• _Exercise brief_
Filter out every line below that lacks "dark", and copy the rest.

• _Supplied material_
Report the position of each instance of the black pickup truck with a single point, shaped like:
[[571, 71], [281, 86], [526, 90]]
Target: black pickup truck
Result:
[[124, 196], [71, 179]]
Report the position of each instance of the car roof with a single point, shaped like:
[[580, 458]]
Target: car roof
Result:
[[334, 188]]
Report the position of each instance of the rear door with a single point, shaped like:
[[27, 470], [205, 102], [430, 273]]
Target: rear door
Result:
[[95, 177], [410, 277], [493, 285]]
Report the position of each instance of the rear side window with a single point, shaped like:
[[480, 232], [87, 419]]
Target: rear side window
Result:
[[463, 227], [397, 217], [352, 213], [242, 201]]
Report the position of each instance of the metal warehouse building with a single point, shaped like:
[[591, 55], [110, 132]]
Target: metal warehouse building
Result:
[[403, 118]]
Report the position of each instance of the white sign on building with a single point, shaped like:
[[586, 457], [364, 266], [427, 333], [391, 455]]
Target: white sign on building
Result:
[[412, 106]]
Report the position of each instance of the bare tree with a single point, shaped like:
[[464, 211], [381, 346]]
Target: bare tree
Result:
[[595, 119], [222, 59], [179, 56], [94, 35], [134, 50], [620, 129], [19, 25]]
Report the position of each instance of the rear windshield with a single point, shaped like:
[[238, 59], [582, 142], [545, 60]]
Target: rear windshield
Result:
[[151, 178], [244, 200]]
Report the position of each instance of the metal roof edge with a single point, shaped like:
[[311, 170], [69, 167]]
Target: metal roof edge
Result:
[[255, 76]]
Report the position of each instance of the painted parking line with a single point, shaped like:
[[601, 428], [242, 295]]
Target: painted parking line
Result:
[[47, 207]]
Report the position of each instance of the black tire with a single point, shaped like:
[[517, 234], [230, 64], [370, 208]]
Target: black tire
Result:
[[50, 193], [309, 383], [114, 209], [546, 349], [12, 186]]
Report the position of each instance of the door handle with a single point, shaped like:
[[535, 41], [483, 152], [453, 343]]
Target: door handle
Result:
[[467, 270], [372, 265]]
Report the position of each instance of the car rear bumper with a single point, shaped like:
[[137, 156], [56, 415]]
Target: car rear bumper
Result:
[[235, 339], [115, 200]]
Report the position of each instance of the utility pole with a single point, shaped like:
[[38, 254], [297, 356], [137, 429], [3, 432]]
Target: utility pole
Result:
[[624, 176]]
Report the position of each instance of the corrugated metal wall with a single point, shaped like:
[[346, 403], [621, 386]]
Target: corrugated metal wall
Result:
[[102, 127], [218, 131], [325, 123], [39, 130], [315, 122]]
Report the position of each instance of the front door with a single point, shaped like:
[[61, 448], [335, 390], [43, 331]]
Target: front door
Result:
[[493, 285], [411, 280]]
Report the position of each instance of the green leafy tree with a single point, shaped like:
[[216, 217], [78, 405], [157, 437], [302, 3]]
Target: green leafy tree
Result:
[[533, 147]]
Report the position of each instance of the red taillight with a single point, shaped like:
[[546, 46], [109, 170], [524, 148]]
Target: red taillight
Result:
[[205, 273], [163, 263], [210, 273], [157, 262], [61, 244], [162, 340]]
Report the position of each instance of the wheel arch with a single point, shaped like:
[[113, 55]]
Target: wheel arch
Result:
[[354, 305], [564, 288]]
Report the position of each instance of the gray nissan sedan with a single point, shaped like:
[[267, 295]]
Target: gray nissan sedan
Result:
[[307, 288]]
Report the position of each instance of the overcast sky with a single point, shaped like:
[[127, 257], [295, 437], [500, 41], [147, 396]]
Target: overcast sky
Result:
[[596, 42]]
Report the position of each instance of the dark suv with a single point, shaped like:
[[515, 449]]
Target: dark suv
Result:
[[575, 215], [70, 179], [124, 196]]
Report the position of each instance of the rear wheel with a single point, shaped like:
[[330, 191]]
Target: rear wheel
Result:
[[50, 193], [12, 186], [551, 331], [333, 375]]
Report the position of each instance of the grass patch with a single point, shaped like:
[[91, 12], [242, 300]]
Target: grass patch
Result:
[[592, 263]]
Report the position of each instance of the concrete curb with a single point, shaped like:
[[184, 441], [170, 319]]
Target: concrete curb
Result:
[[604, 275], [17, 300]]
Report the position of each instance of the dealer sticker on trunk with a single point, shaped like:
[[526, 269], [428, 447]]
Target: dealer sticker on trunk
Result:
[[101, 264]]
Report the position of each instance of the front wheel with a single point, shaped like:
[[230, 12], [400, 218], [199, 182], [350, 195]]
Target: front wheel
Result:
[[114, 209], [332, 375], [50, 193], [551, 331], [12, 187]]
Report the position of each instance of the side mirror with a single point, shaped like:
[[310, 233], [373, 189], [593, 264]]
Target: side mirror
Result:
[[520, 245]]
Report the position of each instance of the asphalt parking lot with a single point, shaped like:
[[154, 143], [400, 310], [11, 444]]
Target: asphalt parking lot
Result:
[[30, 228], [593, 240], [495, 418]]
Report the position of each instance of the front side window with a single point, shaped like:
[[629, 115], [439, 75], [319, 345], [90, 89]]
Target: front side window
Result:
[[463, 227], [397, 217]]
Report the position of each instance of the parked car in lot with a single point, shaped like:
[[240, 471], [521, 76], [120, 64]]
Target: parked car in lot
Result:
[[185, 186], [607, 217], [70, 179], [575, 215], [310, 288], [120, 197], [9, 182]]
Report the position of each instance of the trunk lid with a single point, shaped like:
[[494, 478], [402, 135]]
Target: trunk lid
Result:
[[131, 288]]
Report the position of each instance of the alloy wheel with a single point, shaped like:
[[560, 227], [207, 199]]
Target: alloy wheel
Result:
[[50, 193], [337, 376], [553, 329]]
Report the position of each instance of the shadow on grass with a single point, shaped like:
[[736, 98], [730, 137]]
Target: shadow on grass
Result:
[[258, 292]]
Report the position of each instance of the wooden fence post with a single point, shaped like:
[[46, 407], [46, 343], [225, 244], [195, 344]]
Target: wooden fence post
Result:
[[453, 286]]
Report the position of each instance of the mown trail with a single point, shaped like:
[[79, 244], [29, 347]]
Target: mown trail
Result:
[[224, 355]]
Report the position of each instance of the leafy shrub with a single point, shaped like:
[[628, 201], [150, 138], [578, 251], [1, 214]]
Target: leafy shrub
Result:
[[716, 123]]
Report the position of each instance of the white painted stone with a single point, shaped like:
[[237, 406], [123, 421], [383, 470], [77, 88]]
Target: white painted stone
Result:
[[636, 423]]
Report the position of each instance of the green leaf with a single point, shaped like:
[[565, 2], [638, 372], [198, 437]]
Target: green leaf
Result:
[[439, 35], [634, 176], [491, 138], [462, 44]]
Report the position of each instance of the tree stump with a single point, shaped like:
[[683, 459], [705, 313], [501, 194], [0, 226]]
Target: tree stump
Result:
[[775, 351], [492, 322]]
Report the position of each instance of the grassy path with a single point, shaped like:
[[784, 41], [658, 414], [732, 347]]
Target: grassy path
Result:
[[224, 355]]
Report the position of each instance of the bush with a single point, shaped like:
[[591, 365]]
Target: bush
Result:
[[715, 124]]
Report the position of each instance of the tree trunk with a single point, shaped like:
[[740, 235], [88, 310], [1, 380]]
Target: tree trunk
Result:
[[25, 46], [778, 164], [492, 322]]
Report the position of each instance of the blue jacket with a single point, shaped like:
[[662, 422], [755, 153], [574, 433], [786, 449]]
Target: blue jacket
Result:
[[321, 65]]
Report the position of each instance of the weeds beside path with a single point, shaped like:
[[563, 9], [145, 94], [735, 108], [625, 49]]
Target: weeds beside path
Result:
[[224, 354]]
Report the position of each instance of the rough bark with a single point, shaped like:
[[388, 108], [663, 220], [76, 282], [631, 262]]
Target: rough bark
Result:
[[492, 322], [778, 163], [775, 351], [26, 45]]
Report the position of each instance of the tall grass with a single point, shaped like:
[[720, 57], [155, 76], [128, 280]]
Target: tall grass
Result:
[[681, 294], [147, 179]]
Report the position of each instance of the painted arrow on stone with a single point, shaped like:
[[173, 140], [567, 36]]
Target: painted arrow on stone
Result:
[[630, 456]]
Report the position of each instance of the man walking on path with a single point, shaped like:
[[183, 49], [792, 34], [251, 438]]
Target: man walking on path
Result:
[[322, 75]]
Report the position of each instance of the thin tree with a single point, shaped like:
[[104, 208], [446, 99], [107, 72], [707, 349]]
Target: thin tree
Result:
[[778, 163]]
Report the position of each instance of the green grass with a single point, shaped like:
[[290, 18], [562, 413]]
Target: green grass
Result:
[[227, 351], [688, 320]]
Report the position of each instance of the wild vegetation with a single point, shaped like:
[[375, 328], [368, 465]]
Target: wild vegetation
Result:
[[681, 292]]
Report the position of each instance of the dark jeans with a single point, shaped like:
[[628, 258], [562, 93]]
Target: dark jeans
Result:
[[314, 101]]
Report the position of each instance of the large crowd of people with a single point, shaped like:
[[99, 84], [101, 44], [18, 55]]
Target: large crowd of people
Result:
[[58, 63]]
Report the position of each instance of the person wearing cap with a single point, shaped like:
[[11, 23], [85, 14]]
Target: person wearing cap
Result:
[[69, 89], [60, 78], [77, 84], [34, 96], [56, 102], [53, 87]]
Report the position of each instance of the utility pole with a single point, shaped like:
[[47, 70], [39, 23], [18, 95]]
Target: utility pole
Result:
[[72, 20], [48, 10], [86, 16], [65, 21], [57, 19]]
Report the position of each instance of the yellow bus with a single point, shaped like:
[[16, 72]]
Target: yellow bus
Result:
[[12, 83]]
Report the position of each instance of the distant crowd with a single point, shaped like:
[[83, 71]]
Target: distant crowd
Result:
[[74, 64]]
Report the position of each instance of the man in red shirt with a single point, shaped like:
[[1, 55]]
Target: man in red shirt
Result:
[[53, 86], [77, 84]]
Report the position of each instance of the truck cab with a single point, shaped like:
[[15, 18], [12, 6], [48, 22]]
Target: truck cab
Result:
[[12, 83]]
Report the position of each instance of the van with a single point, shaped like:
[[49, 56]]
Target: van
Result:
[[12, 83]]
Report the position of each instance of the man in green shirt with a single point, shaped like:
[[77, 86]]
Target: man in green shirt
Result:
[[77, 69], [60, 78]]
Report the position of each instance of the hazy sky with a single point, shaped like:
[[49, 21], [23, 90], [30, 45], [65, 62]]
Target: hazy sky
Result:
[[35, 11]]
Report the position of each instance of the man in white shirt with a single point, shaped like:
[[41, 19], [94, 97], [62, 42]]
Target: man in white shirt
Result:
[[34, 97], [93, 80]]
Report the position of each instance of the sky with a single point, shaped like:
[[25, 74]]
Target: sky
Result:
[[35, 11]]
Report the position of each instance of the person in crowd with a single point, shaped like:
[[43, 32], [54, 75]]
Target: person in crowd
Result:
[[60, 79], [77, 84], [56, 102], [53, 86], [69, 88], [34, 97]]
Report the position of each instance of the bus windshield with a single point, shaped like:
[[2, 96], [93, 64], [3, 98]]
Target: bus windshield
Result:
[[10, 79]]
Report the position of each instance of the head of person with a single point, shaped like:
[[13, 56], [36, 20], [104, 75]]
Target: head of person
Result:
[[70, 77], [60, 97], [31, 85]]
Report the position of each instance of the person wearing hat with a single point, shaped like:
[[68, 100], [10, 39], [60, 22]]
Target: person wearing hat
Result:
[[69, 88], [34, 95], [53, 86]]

• _Result of the exercise_
Report the position of each instance of the dark suv with a single point, shaped like:
Target: dark suv
Report the position of each instance of the dark jeans with a single point, shaped like:
Target: dark jeans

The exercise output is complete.